= What is needed =
Print each entry exactly, all the way through.

Exercise material Start Marker

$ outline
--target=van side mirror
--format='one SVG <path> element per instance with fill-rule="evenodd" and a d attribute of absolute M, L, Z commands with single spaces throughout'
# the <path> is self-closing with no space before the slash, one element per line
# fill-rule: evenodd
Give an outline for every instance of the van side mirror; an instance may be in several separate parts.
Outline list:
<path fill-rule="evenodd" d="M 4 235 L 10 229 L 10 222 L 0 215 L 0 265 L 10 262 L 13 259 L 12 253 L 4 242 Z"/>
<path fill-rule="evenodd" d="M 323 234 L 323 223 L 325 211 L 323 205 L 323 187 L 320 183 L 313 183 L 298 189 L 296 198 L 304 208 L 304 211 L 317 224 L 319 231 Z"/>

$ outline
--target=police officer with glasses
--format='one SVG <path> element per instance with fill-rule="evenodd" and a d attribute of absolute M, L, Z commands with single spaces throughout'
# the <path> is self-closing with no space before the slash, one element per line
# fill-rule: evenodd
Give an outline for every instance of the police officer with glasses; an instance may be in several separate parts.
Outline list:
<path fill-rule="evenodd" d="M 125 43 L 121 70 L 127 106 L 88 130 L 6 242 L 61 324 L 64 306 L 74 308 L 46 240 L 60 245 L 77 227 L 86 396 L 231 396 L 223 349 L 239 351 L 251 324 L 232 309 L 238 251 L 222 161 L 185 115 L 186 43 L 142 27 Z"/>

Exercise material End Marker

= Written solution =
$ outline
--target=van side mirror
--format='one SVG <path> element per instance with fill-rule="evenodd" and a d attribute of absolute M, L, Z commands with single spaces throughout'
# the <path> is self-closing with no space before the slash, one element per line
# fill-rule: evenodd
Give an outline for every instance of the van side mirror; an instance may be in several separate parts.
Outline list:
<path fill-rule="evenodd" d="M 4 235 L 10 229 L 10 222 L 0 215 L 0 265 L 10 262 L 13 259 L 12 253 L 4 242 Z"/>
<path fill-rule="evenodd" d="M 323 234 L 323 223 L 325 211 L 323 205 L 323 187 L 320 183 L 313 183 L 298 189 L 296 198 L 304 208 L 304 211 L 317 224 L 319 231 Z"/>

$ outline
--target=police officer with glasses
--format='one SVG <path> element per instance with fill-rule="evenodd" and a d attribute of absolute M, L, Z commands with single spaces throughout'
# the <path> is self-closing with no space before the slash, one element per line
# fill-rule: evenodd
Give an outline for every instance of the police officer with glasses; an instance may be in several separate parts.
Outline list:
<path fill-rule="evenodd" d="M 125 43 L 121 70 L 127 106 L 88 130 L 6 242 L 61 324 L 64 306 L 74 308 L 46 240 L 60 245 L 77 227 L 86 396 L 231 396 L 223 349 L 239 351 L 251 324 L 232 309 L 238 251 L 222 161 L 185 115 L 186 43 L 142 27 Z"/>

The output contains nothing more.